◆ **Your assignment**: For each statement below, say whether it agrees with the column on climate change and "dictatorial" government, and answer yes or no with the deciding words of the column quoted exactly. 1. Lucia Graves's piece is titled "Obama's Thankfully 'Dictatorial' Approach to Climate Change." 2. Congress passed the Waxman-Markey energy bill in 2009. 3. Asked whether he ever wanted to go off on the climate deniers in Congress, the president said no.
═══ Supplied text ═══
A Beltway commentator endorses "dictatorial" government.
By JAMES TARANTO
June 9, 2014 THE WALL STREET JOURNAL
Last month Rush Limbaugh remarked that the reason for "the re-establishment of climate change and global warming as a new primary impetus of the White House" is that "it offers the president opportunities to be dictatorial."
A defender of the president might counter that "dictatorial" is overwrought. After all, whether or not his proposed regulations are wise, they are based on an act of Congress and an interpretation of that law that has passed muster with the Supreme Court. They won't take effect until members of the public have had the opportunity to make their views known to the Environmental Protection Agency. And Obama will remain in office for only another 2½ years or so, after which his (democratically elected) successors will have the authority to revise the regulations. Congress also retains the authority to change the law.
But National Journal's Lucia Graves takes a different approach. Instead of denying that Obama's actions are dictatorial, she disputes Limbaugh's implicit premise that there's anything wrong with that. Lest you think we exaggerate, her piece is titled "Obama's Thankfully 'Dictatorial' Approach to Climate Change."
According to Graves, Limbaugh "has it precisely backward: The decision to use executive authority is the means, not the ends." And you'll never guess what justifies the means: "It also makes a lot of sense when it comes to global warming given Congress's failure to pass the Waxman-Markey energy bill in 2009, and, for decades before that, to pass any sort of comprehensive climate legislation whatsoever."
Yes, it has come to this. Americans are being urged to submit to "dictatorial" government because democracy is incapable of controlling the weather. "In college classes, climate change is taught as a textbook example of where democracy fails," Graves asserts in the very first sentence of her column.
Well, that settles it. America might have been a noble experiment, but science has proven it a failure. "Science is science," Obama tells the New York Times's Thomas Friedman. "And there is no doubt that if we burned all the fossil fuel that's in the ground right now that the planet's going to get too hot and the consequences could be dire." Friedman asked: "Do you ever want to just go off on the climate deniers in Congress? 'Yeah, absolutely,' the president said with a laugh."
Hardy har har.
═══ Data extract ═══
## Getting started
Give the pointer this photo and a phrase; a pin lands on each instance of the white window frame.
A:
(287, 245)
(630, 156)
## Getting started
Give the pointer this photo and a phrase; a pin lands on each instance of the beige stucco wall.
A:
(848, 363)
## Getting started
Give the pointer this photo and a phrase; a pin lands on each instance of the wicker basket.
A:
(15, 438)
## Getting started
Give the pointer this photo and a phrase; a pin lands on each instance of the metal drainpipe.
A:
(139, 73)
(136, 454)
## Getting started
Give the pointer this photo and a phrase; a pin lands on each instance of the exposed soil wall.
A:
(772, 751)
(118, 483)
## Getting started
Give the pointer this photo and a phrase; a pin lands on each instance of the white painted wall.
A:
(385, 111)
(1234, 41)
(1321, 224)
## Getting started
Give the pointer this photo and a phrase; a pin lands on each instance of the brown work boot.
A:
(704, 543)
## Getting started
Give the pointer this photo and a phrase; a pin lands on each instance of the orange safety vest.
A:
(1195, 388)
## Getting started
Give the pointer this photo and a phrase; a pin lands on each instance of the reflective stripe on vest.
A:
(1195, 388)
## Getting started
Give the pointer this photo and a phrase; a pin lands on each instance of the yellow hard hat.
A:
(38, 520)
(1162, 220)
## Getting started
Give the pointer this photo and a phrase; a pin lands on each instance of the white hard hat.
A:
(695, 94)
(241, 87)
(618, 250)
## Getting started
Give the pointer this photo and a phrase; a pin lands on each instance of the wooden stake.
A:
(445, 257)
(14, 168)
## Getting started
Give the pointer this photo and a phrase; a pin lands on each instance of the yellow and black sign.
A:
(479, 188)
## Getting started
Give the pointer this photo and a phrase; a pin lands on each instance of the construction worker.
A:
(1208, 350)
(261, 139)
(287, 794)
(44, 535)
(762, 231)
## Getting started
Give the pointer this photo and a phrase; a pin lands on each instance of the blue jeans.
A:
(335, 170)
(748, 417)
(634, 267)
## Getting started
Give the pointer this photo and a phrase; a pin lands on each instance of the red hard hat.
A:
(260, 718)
═══
◆ **Response**:
1. Yes: "her piece is titled "Obama's Thankfully 'Dictatorial' Approach to Climate Change.""
2. No: "Congress's failure to pass the Waxman-Markey energy bill in 2009"
3. No: "'Yeah, absolutely,' the president said with a laugh."